Extract:

- Country: Kenya
- County: Kiambu County
- Time zone: UTC+3 (EAT)

= Kereita =

Kereita is a settlement in Kenya's Central Province.

A Few kilometers from Kimende Town, Lari Sub-County, Kiambu County off the A104, Nakuru-Nairobi Highway, into the Kimende Town, is a Forest maintained by Kijabe Environment Volunteers (KENVO). One can find trails into the forest as well as a Waterfall. Unexploited by humans, and not much of tourists flow, it is very serene and pristine. There are lot of Trees with medicinal value and more than 200 species of Birds. It is definitely a haven for Bird-watchers.

== History ==
The province is inhabited by the Kikuyu speaking community who are part of the Kenya Eastern Bantu.

During Kenya's colonization by the British, much of the province was regarded as part of the 'White Highlands', for the exclusive use of the settler community. Therefore, it saw political activity from the local communities who felt that they had an ancestral right to the land. This tension culminated in the 1950s with the Mau Mau rebellion; it saw the region placed under a state of emergency and the arrest of many prominent political leaders.

Kereita Forest was used as a hideout for the Mau Mau. Since independence, and the fact that the area was known to be MauMau hind out, it has been regarded as a site or a place of interest. The place Has multiple caves, which the MauMau fighters could have used as their hind outs and also as shelter.

Task statement: Reproduce the stretch of the Kereita text from "Kereita is a" through "Kenya Eastern Bantu." word for word.

Excerpted data:

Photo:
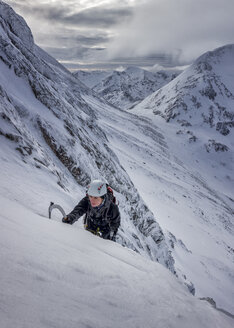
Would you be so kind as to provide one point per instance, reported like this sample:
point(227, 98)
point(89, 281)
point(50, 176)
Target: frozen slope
point(48, 129)
point(194, 208)
point(56, 275)
point(127, 88)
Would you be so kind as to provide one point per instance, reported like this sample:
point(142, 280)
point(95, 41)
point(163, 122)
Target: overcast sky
point(119, 33)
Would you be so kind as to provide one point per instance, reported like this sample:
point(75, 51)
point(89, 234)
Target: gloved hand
point(113, 235)
point(66, 219)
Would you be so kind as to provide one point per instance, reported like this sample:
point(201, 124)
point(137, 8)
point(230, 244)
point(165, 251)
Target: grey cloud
point(99, 17)
point(183, 28)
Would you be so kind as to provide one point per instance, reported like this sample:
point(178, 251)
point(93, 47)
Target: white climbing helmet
point(97, 188)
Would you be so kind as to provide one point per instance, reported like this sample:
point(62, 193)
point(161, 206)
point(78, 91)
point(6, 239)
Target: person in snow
point(102, 215)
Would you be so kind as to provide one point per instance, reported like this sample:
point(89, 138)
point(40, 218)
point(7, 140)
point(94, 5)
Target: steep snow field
point(56, 275)
point(55, 135)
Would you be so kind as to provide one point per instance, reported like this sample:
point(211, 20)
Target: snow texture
point(175, 199)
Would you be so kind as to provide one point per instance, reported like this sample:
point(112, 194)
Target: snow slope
point(91, 78)
point(56, 135)
point(56, 275)
point(47, 124)
point(126, 88)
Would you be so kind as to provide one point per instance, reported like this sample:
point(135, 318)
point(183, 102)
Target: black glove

Output for this task:
Kereita is a settlement in Kenya's Central Province.

A Few kilometers from Kimende Town, Lari Sub-County, Kiambu County off the A104, Nakuru-Nairobi Highway, into the Kimende Town, is a Forest maintained by Kijabe Environment Volunteers (KENVO). One can find trails into the forest as well as a Waterfall. Unexploited by humans, and not much of tourists flow, it is very serene and pristine. There are lot of Trees with medicinal value and more than 200 species of Birds. It is definitely a haven for Bird-watchers.

== History ==
The province is inhabited by the Kikuyu speaking community who are part of the Kenya Eastern Bantu.